BEGIN Document segment

Although his injuries weren’t career ending, they did shape his future. Being injured more frequently than he was not, Montana stopped dancing professionally in order to preserve his health and turned his attention to teaching. It was a difficult decision for someone who has been dancing since high school, who has a master’s degree in dance performance from New York University’s renowned Tisch School of the Arts, and who established his own dance company. Teaching would keep him connected to what he loves.

While training dancers in New York City, teaching Pilates to people recovering from injuries, and rehabilitating his own injuries, Montana had an epiphany—he wanted to become a physician. It was a natural choice fueled by an early interest in science and a desire to help those with injuries. Dance is important because it contributes to art and culture, but it doesn’t really help anyone, it’s ephemeral, he says. And Montana wanted to help injured dancers.

“I’d been thinking a lot about sports medicine and what draws me to that is being able to work with athletes and dancers,” he says. “As a group, dancers often don’t have access to health care and I want to offer my services to them. Aside from medical care, I can offer empathy from the perspective of a doctor who has been a professional dancer, I understand what it means when you injure your knee—your life is in that knee.”

END Document segment

Exercise set =
[1] Answer these questions using the Montana passage.
(a) Which school awarded Montana his master's degree in dance performance?
(b) What did Montana teach to people recovering from injuries?
(c) Which field of medicine does Montana say he has been thinking a lot about?
[2] Reproduce the Montana passage word for word, between "Although his injuries" and "what he loves.", inclusive.

BEGIN Supplied material

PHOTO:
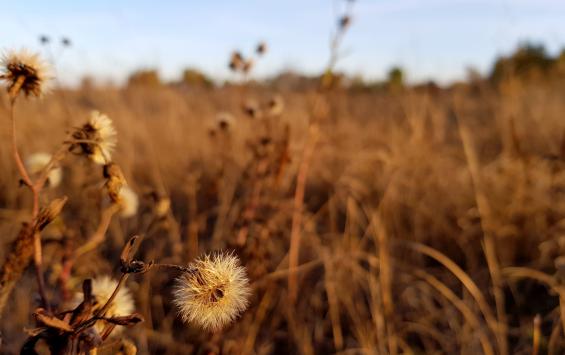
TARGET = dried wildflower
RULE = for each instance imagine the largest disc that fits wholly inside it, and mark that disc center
(276, 105)
(224, 120)
(96, 139)
(236, 61)
(35, 164)
(261, 48)
(214, 292)
(102, 289)
(128, 201)
(115, 180)
(24, 72)
(344, 22)
(247, 66)
(252, 109)
(43, 39)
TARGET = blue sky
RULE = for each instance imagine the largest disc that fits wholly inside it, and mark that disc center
(435, 39)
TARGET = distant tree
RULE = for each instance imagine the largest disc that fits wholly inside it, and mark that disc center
(528, 60)
(395, 78)
(194, 77)
(144, 77)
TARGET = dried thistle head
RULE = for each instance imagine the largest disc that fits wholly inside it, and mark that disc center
(252, 109)
(276, 105)
(214, 292)
(35, 164)
(24, 72)
(344, 22)
(102, 289)
(236, 61)
(261, 48)
(224, 121)
(128, 201)
(115, 180)
(96, 139)
(247, 66)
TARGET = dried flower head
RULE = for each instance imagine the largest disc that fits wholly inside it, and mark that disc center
(115, 180)
(102, 289)
(96, 139)
(214, 292)
(247, 66)
(24, 72)
(252, 109)
(276, 105)
(129, 202)
(236, 61)
(224, 120)
(35, 164)
(344, 22)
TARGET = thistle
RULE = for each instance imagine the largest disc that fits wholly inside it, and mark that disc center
(24, 72)
(213, 292)
(96, 139)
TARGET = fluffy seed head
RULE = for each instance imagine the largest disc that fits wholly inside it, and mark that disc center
(24, 72)
(102, 289)
(97, 138)
(35, 164)
(214, 292)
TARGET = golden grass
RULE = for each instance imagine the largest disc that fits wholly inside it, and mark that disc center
(402, 223)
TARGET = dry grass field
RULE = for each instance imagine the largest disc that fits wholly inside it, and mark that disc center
(417, 220)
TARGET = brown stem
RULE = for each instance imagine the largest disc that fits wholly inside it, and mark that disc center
(37, 258)
(296, 233)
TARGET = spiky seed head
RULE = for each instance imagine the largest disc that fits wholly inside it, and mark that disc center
(25, 72)
(214, 293)
(276, 105)
(96, 139)
(225, 120)
(247, 66)
(236, 61)
(102, 289)
(129, 202)
(35, 164)
(261, 48)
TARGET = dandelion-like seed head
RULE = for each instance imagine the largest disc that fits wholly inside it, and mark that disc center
(102, 289)
(97, 138)
(35, 164)
(129, 202)
(24, 72)
(214, 292)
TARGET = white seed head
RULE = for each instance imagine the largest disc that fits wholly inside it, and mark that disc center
(35, 164)
(25, 72)
(214, 293)
(105, 137)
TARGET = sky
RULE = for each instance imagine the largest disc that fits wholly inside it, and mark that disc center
(430, 39)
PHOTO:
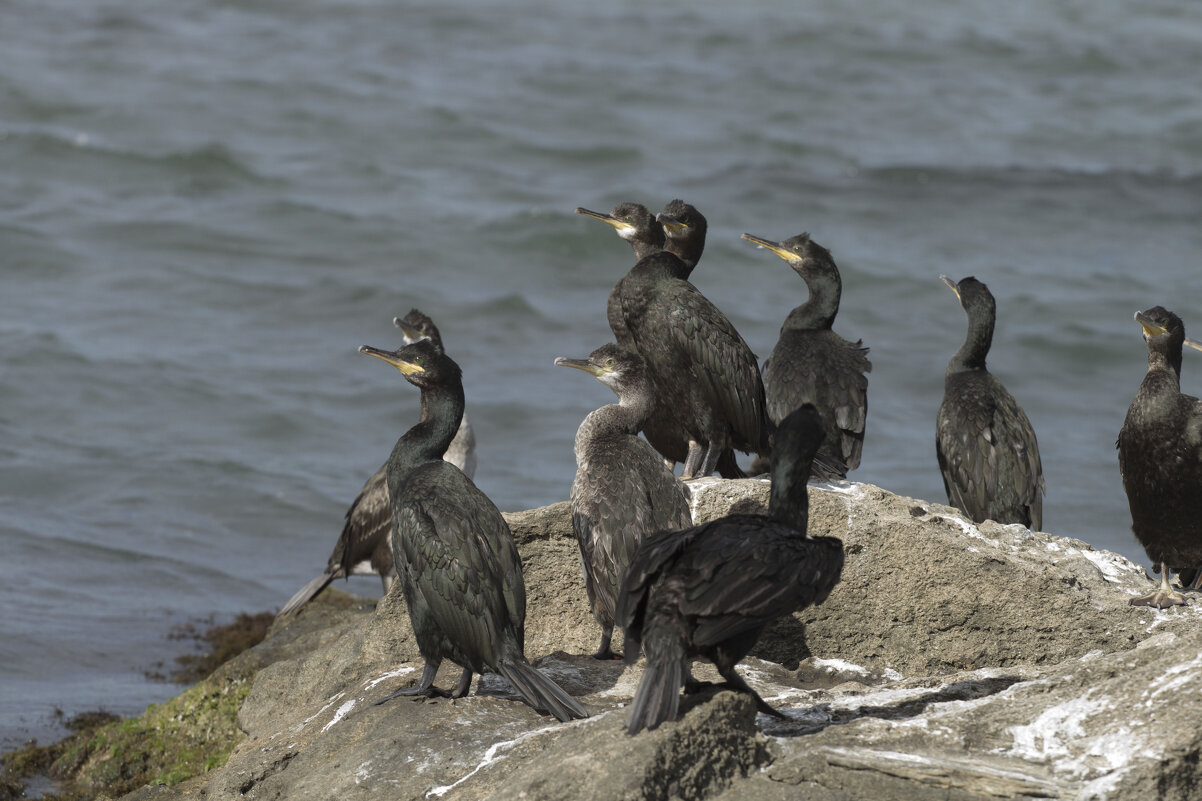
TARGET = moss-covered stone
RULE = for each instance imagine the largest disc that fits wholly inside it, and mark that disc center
(185, 736)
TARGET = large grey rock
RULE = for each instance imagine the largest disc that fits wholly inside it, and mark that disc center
(952, 662)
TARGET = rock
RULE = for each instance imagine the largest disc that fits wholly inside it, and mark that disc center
(953, 662)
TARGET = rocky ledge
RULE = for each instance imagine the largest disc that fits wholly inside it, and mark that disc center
(952, 662)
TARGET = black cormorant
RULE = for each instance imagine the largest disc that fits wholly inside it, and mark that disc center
(811, 363)
(623, 488)
(709, 591)
(458, 567)
(364, 547)
(684, 231)
(704, 373)
(1160, 458)
(986, 445)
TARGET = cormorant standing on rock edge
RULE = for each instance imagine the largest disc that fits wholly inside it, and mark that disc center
(709, 591)
(623, 488)
(703, 371)
(985, 443)
(1160, 458)
(811, 363)
(454, 553)
(364, 547)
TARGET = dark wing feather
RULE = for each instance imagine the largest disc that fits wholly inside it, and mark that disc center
(988, 454)
(743, 571)
(623, 493)
(367, 527)
(692, 331)
(822, 368)
(459, 555)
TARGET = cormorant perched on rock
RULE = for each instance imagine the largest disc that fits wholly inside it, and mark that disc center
(709, 591)
(704, 373)
(454, 553)
(1160, 458)
(986, 445)
(623, 488)
(364, 547)
(811, 363)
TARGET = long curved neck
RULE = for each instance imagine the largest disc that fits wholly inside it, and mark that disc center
(626, 416)
(428, 440)
(787, 500)
(1166, 359)
(976, 344)
(820, 310)
(688, 250)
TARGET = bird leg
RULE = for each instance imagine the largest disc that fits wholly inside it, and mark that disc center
(463, 686)
(604, 650)
(736, 682)
(692, 461)
(709, 463)
(1164, 597)
(424, 686)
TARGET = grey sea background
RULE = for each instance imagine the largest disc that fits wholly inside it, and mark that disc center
(206, 207)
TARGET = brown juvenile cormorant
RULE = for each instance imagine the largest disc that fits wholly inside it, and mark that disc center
(704, 373)
(811, 363)
(458, 567)
(622, 487)
(364, 547)
(1160, 458)
(709, 591)
(986, 445)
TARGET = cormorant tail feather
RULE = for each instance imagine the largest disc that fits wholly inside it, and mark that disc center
(540, 692)
(659, 694)
(305, 593)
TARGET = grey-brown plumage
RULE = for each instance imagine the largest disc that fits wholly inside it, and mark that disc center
(622, 488)
(454, 555)
(364, 547)
(709, 591)
(704, 373)
(986, 445)
(811, 363)
(1160, 458)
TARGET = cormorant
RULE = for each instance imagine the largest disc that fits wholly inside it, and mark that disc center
(684, 231)
(623, 487)
(454, 553)
(1160, 458)
(364, 547)
(811, 363)
(709, 591)
(986, 445)
(704, 373)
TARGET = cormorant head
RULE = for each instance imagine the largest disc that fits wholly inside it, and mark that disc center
(795, 443)
(632, 221)
(422, 363)
(973, 295)
(614, 367)
(682, 220)
(416, 326)
(1164, 332)
(804, 255)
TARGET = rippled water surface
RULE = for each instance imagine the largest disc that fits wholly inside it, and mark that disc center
(206, 208)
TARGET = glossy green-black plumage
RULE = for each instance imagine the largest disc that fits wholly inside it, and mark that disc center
(622, 487)
(364, 546)
(811, 363)
(709, 591)
(454, 555)
(703, 371)
(1160, 456)
(987, 450)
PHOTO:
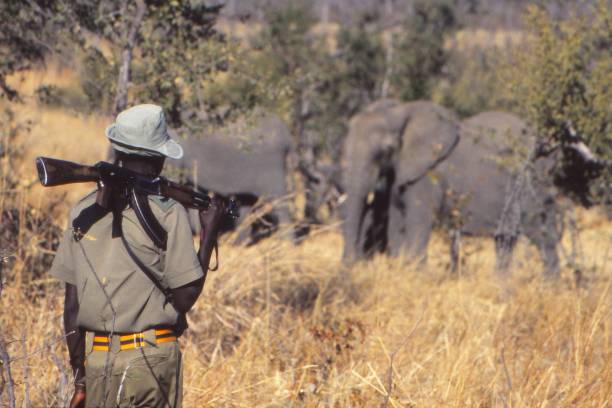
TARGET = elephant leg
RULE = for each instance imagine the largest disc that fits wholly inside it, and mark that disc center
(504, 248)
(245, 232)
(543, 230)
(411, 219)
(455, 250)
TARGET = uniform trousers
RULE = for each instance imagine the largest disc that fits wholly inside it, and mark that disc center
(150, 376)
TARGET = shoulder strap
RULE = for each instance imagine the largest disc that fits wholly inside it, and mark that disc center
(152, 227)
(145, 269)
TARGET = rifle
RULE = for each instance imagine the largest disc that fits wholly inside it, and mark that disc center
(55, 172)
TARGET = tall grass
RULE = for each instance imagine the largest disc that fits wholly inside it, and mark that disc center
(280, 325)
(283, 325)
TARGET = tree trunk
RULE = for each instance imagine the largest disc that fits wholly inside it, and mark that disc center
(123, 80)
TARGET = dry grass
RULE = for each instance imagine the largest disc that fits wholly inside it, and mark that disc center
(280, 325)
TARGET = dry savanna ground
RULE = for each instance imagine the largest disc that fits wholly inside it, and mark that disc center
(282, 325)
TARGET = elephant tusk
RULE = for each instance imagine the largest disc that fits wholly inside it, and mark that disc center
(370, 198)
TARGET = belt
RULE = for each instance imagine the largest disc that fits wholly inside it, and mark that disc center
(133, 340)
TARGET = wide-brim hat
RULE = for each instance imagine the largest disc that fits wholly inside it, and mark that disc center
(142, 130)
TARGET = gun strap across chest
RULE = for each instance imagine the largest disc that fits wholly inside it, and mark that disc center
(147, 271)
(140, 203)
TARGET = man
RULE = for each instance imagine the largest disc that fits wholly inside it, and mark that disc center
(126, 297)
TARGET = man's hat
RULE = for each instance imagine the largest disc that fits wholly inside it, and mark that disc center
(142, 130)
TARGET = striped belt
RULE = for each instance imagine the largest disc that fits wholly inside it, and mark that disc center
(133, 340)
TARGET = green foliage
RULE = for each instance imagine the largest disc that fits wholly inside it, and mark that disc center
(562, 79)
(179, 49)
(420, 52)
(470, 83)
(97, 80)
(354, 81)
(297, 63)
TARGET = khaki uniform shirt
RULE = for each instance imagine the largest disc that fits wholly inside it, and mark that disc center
(114, 293)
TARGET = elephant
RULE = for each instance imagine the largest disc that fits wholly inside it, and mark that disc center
(468, 194)
(410, 167)
(381, 141)
(248, 161)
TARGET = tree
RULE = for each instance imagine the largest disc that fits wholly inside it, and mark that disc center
(354, 80)
(560, 81)
(420, 54)
(28, 32)
(162, 51)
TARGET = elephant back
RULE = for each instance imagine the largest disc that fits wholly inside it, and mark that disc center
(429, 134)
(246, 157)
(501, 131)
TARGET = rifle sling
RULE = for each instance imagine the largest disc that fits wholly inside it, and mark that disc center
(145, 269)
(140, 203)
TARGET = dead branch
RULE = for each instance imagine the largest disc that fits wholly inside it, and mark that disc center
(392, 357)
(8, 382)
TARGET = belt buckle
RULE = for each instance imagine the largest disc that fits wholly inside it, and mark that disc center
(138, 339)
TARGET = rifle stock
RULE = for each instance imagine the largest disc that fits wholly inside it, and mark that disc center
(55, 172)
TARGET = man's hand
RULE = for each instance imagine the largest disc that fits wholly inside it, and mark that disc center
(78, 398)
(210, 219)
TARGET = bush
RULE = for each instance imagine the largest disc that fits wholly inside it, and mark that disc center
(560, 81)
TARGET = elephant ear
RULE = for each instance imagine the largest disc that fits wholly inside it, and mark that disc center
(429, 136)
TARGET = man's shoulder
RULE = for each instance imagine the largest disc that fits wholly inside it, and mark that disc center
(84, 202)
(165, 204)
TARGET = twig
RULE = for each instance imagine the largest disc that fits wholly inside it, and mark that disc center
(26, 372)
(43, 347)
(506, 373)
(385, 403)
(63, 379)
(6, 365)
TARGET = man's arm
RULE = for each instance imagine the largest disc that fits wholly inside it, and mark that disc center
(75, 339)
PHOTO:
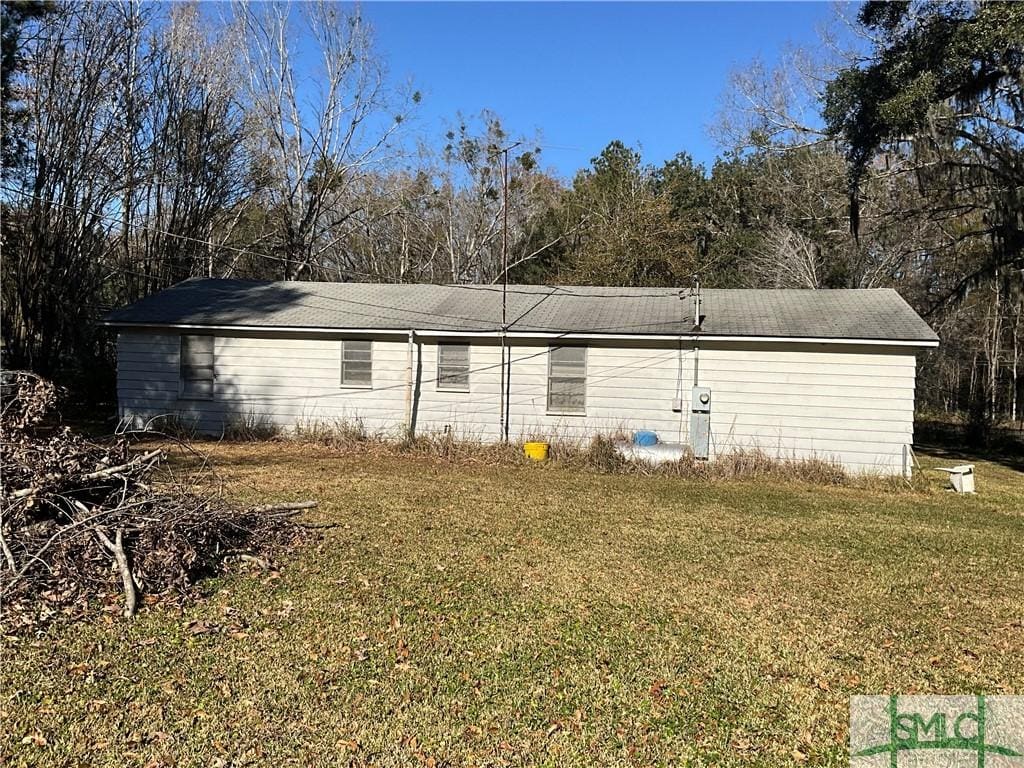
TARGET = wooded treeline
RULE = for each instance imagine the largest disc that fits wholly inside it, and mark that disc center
(146, 143)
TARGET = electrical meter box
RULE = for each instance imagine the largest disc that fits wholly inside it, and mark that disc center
(700, 422)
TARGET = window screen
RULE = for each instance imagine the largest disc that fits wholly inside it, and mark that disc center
(453, 367)
(567, 380)
(196, 367)
(356, 363)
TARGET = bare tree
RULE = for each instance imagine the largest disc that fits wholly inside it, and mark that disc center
(313, 130)
(57, 241)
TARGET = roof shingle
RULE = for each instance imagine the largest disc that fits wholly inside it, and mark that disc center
(875, 314)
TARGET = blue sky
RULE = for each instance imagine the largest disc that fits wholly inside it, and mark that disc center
(584, 74)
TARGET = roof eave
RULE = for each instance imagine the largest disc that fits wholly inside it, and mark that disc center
(496, 333)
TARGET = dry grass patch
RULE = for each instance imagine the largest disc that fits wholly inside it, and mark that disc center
(470, 611)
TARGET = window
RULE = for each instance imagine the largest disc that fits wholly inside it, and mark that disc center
(453, 367)
(196, 367)
(356, 364)
(567, 380)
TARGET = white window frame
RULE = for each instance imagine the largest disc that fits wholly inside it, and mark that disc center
(185, 391)
(562, 412)
(341, 373)
(449, 387)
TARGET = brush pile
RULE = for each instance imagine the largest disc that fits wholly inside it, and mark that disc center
(86, 523)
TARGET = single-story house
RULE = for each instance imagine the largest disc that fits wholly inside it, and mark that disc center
(795, 373)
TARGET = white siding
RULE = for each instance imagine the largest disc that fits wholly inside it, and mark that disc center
(851, 403)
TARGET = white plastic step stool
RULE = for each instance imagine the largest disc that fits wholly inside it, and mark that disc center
(961, 477)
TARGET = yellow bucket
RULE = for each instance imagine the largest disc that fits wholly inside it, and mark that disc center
(536, 451)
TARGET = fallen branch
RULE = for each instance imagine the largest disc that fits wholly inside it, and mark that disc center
(137, 461)
(283, 507)
(117, 549)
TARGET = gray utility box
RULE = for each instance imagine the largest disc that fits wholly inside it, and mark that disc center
(700, 421)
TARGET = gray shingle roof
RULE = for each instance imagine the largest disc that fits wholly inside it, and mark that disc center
(877, 313)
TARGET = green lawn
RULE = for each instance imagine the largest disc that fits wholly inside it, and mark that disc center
(463, 613)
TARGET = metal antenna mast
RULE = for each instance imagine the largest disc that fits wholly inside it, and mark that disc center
(506, 366)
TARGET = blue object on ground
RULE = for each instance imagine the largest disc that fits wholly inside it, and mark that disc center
(644, 437)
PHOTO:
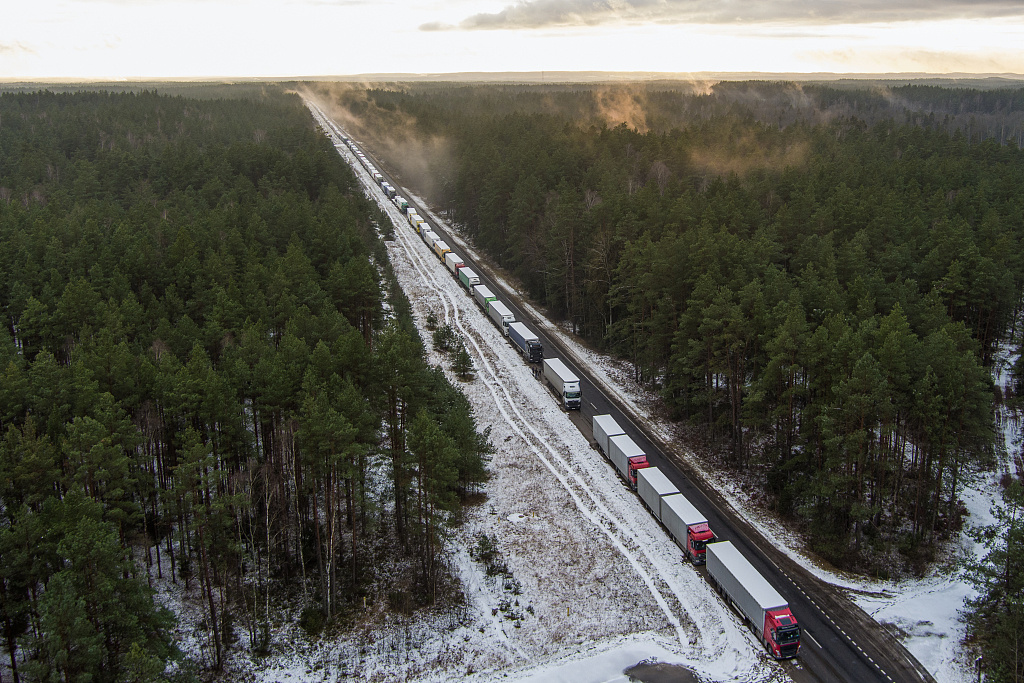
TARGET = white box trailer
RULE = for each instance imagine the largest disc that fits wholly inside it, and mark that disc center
(566, 384)
(441, 248)
(653, 486)
(482, 294)
(687, 526)
(763, 608)
(604, 428)
(621, 449)
(453, 261)
(502, 315)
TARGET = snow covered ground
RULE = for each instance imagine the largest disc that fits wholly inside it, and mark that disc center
(579, 542)
(598, 584)
(925, 612)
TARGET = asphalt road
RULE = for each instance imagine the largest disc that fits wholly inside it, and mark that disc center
(840, 642)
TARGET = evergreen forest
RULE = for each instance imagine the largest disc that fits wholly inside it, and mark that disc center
(817, 280)
(211, 380)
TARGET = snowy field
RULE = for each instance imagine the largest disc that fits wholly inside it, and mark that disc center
(605, 583)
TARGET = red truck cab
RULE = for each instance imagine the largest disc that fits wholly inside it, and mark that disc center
(637, 463)
(781, 634)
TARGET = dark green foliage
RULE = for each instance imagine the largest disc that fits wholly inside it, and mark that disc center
(194, 351)
(815, 276)
(995, 617)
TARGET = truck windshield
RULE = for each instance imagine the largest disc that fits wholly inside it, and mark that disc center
(790, 635)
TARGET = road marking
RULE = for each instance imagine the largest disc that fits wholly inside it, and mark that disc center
(814, 639)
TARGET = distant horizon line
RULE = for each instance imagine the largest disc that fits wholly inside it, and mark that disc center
(540, 77)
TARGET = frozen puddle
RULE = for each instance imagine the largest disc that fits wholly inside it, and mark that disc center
(645, 662)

END Supplied material

Numbered answers =
[1]
(a) New York University's Tisch School of the Arts
(b) Pilates
(c) Sports medicine

[2]
Although his injuries weren’t career ending, they did shape his future. Being injured more frequently than he was not, Montana stopped dancing professionally in order to preserve his health and turned his attention to teaching. It was a difficult decision for someone who has been dancing since high school, who has a master’s degree in dance performance from New York University’s renowned Tisch School of the Arts, and who established his own dance company. Teaching would keep him connected to what he loves.